提示された文章:
東光スポーツ公園基本計画(複合体育施設)
基本計画(平成28年改訂版)
東光スポーツ公園基本計画(複合体育施設)(PDF形式 1,860キロバイト)
目次
- はじめに
- 計画見直しの考え方
- 東光スポーツ公園の概要
(1)平成21年度の基本計画見直しによる全体の概要
(2)基本理念・整備テーマ・計画内容 - 本市の屋内スポーツの状況
(1)屋内スポーツ施設の利用状況
(2)その他施設の利用状況
(3)大会の開催状況
(4)旭川市総合体育館の利用状況
(5)利用団体からの意見
(6)市民アンケートの結果
(7)屋内スポーツの状況 - 複合体育施設の機能整理
(1)整備の基本方針
(2)各施設の競技面の大きさ
(3)防災公園の拠点機能 - 基本計画(複合体育施設)
(1)敷地の条件
(2)配置計画・動線計画
(3)分割整備と整備優先機能
(4)施設計画
(5)内外装計画
(6)構造計画
(7)設備計画
(8)バリアフリーへの対応
(9)関連法規への対応 - 概算工事費
- 今後の進め方
1 はじめに
東光スポーツ公園は、本市のスポーツ振興や公園緑地の適正化を図るとともに、防災意識の高まり等に対応するため、平成11年度に基本計画を策定し、平成13年度に事業の期間を平成32年度までの20年間として事業に着手しました。
その後、基本計画策定から10年を経過した平成21年度には、社会状況や市民スポーツを取り巻く環境の変化、本市の財政状況等を踏まえ、基本計画の見直しを行い、公園の中核施設となる複合体育施設は、体育館、武道館の整備を先行し、プール、アリーナの建設を凍結することとしています。
これまで、基本計画に基づき軟式野球場、球技場、パークゴルフ場のほか、アスレチック要素のある遊具を配置した遊びの広場や緩やかな傾斜をもつ芝生、修景池のあるレクリエーション広場などの整備が進み、現在、全国、全道や市内の各種スポーツ大会の開催はもとより、日常的なスポーツ、レクリエーションの場として多くの市民に利用されています。
今回、複合体育施設の整備に向けて、体育館、武道館の内容や規模について、現在の市民ニーズや競技ルールに対応したものとするため、市民アンケートやスポーツ施設利用団体との意見交換の開催、さらに旭川市緑の審議会において東光スポーツ公園検討部会を設け検討いただき、その内容を踏まえ、複合体育施設に係わる基本計画の見直しを行いました。
2 計画見直しの考え方
複合体育施設の整備内容については、平成11年度の基本計画策定以後、施設の内容や規模などについて具体的な検討をしていないことから、「市民ニーズの変化」「各種競技スポーツの競技規則の変更や競技環境の変化」「市内のスポーツ実施環境、各種スポーツの実施状況の変化」「経済性の考慮(他施設との機能分担、多目的利用の推進、維持管理費の低減)」「防災意識の向上と機能強化」といった課題を踏まえて計画の見直しを行いました。

課題の指示: 東光スポーツ公園基本計画の文章を、最後の文の次から書き継ぎなさい。

提供された記録:
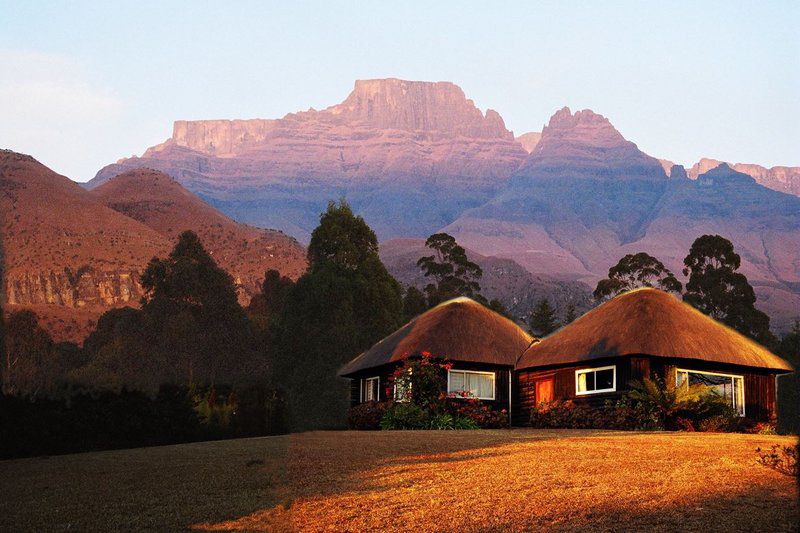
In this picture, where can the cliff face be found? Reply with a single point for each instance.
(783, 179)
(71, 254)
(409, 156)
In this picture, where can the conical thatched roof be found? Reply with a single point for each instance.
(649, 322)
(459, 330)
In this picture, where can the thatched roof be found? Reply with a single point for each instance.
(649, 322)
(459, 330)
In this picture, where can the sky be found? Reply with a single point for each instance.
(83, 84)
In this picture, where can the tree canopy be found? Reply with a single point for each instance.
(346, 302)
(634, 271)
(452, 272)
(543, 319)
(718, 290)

--

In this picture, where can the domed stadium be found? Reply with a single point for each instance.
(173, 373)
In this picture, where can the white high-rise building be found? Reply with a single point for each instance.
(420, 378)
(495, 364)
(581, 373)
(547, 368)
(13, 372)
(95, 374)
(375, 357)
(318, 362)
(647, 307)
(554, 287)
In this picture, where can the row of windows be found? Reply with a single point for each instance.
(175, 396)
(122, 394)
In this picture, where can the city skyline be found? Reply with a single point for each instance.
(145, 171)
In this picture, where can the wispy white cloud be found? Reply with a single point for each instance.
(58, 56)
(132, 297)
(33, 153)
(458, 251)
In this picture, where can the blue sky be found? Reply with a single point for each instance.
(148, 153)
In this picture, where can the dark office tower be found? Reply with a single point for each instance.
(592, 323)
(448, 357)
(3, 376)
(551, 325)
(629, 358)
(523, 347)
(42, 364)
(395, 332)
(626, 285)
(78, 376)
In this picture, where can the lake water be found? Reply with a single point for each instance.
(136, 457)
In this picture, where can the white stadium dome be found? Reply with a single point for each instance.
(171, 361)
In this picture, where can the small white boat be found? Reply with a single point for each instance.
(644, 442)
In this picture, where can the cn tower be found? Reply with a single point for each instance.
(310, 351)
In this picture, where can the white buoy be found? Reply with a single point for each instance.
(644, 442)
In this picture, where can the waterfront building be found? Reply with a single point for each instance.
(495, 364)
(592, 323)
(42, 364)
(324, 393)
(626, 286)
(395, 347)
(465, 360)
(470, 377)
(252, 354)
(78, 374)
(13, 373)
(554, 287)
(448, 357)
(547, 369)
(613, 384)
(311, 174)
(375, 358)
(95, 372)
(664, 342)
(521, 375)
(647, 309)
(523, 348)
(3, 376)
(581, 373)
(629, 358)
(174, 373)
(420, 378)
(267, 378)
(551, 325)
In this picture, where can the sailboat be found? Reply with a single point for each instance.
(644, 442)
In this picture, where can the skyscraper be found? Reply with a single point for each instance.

==

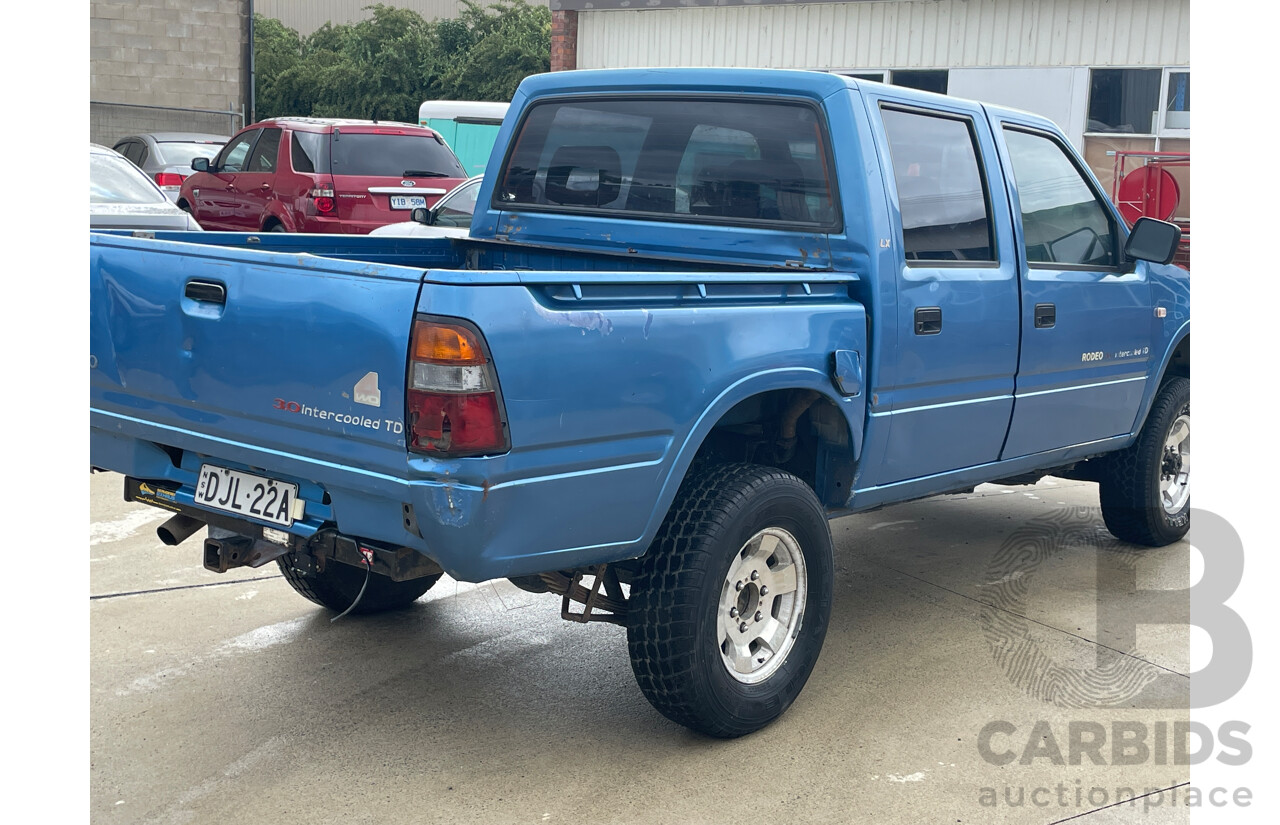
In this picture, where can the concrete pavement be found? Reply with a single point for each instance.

解答:
3 東光スポーツ公園の概要
(1)平成21年度の基本計画見直しによる全体の概要
- 場所 旭川市東光21条~26条7丁目、21条~27条8丁目及び22条~27条9丁目
- 面積 43.8ヘクタール
- 事業期間 平成13年度から平成32年度まで
- 総事業費 182億円
- 計画施設
スポーツ施設:軟式野球場3面、球技場2面、パークゴルフ場4コース、
テニスコート4面、複合体育施設
その他施設:レクリエーション広場、遊びの広場、中央広場、駐車場ほか
(2)基本理念・整備テーマ・整備方針
基本計画における基本理念、整備テーマ、整備方針は、次のとおりです。
基本理念
「スポーツを日常で身近なものにする」
スポーツの原点は遊ぶことであるが、都市化に伴い遊べる場所は少なくなり、小子化や核家族化が進行し、子ども達の自由時間(遊びの時間)が減少している。また、高齢化の進展により、スポーツ意識や機会が減少する可能性がある。このため、体力の増進や運動能力の向上に寄与するとともに、健康や生きがいを育む生涯スポーツ文化を醸成するために、スポーツが日常的に、また、身近でできるような環境を整えていく。
「誰でもがスポーツを楽しむ機会を増やす」
スポーツは、だんだんと多様化してきており、子どもから高齢者などさまざまな人たちが参加できるものとなってきている。
このことから、年齢や性別にとらわれないさまざまな人たちがスポーツに参加できる機会を提供するとともに、誰でもが使える施設の充実と推進体制を強化していく。
「スポーツ交流の機会を増やす」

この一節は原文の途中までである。